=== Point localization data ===
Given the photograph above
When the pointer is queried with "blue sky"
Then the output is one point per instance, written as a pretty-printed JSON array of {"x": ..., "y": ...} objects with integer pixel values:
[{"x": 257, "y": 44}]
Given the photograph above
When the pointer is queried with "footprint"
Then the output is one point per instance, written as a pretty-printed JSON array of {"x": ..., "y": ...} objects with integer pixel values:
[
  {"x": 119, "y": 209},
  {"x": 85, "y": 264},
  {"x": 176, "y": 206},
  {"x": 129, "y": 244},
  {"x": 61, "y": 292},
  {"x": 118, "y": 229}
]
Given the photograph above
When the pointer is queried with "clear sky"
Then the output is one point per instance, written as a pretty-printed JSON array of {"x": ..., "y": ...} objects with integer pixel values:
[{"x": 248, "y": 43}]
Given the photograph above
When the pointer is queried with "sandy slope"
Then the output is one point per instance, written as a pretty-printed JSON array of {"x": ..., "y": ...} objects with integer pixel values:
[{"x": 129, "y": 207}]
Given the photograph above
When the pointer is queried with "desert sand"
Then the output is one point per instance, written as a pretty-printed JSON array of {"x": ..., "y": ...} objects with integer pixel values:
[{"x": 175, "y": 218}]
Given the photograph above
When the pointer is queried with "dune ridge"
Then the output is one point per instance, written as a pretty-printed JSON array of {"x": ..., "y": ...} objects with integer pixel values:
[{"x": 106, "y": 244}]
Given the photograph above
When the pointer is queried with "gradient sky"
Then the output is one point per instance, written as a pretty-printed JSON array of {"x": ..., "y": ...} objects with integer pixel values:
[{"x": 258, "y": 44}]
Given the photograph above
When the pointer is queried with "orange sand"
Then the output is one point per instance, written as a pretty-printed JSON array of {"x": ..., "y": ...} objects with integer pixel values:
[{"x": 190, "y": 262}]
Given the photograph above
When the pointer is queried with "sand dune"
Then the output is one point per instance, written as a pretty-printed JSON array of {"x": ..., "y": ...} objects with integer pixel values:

=== BRIEF ===
In the records above, locate the lines holding the word "dune". Copy each of them.

=== SOLUTION FOR THIS PROBLEM ===
When the pointer is queried with "dune ridge"
When the pointer is queried with "sand dune"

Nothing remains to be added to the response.